>> BEGIN Supplied material

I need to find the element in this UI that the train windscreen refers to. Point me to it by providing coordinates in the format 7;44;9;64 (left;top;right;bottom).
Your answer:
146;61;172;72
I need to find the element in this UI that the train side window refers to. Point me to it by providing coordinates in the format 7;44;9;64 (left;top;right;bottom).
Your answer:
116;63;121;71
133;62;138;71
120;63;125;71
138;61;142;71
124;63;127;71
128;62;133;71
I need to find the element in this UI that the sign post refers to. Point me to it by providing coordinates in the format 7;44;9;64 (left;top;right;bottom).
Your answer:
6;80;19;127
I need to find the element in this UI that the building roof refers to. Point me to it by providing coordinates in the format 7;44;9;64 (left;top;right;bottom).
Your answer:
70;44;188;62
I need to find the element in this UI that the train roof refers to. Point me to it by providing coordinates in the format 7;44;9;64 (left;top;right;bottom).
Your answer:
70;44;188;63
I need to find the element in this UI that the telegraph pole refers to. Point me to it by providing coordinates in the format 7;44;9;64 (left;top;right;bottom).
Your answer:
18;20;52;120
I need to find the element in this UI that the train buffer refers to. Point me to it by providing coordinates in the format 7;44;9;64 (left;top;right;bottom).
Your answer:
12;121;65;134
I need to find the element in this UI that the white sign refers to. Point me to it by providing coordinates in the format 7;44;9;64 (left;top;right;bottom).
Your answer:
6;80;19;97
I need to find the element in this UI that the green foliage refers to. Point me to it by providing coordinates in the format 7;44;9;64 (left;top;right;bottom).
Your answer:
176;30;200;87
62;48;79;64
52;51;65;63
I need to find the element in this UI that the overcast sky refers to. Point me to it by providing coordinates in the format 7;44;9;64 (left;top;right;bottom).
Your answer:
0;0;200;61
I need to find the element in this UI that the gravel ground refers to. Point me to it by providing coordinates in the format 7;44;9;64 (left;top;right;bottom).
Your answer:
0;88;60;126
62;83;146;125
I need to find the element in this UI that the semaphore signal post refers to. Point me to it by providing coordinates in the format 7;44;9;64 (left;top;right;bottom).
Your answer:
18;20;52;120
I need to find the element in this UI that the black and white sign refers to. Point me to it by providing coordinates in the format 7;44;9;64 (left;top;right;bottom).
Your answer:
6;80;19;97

>> END Supplied material

Reproduce all of the entries above word for word, keeping every line and set of coordinates in its original order.

I need to find the element in this UI that the train windscreen refers to. Point me to it by providing coordinates in the format 7;44;9;64 (left;top;right;bottom).
Your answer:
146;61;172;72
I need to find the element in this UI that the train side window refers to. Point me to it by providing coordinates in the format 7;44;9;64 (left;top;right;bottom).
Your answer:
116;63;121;71
133;62;138;71
120;63;125;71
138;61;142;71
124;63;127;71
128;62;133;71
I need to find the element in this UI that the sign post refers to. Point me to it by providing coordinates in the format 7;44;9;64 (left;top;right;bottom).
Your answer:
6;80;19;127
I need to find the element in this UI that the building roof refers to. Point me to it by providing coordinates in the format 7;44;9;64 (left;top;right;bottom).
Your answer:
70;44;188;62
I need to find the element in this UI that the train roof refers to. Point me to it by providing coordinates in the format 7;44;9;64 (left;top;right;bottom).
Your answer:
70;44;188;63
I need to find the element in this UI that the telegraph pole refers to. Point me to it by providing coordinates in the format 7;44;9;64 (left;top;right;bottom).
Your answer:
18;20;52;120
I need to find the element in this UI that the train buffer refers to. Point me to it by providing coordinates in the format 7;44;9;64 (left;top;right;bottom).
Your answer:
12;121;65;134
I need to find the element in this UI that the white sign refers to. Point me to it by providing coordinates in the format 7;44;9;64 (left;top;right;bottom).
Your answer:
6;80;19;97
I need to find the element in this UI that the green foliage refers to. Point me to it by providing coordinates in the format 7;44;9;64 (left;top;right;bottom).
Your answer:
176;30;200;87
62;48;79;64
52;51;65;63
I need to find the element in this UI that the overcast sky refers to. Point me to it by providing coordinates in the format 7;44;9;64 (left;top;right;bottom).
Your answer:
0;0;200;61
I need to find the element in this UI that the gravel ground refers to. Point me to it by providing coordinates in the format 7;44;9;64 (left;top;right;bottom).
Your answer:
0;88;60;126
62;83;146;125
I need to find the element in this UI that the semaphore signal post refers to. Point me to it by providing coordinates in the format 7;44;9;64 (left;top;right;bottom).
Your answer:
18;20;52;120
I need to find the element in this UI that the black and white sign refers to. Point me to it by providing coordinates in the format 7;44;9;64 (left;top;right;bottom).
Your answer:
6;80;19;97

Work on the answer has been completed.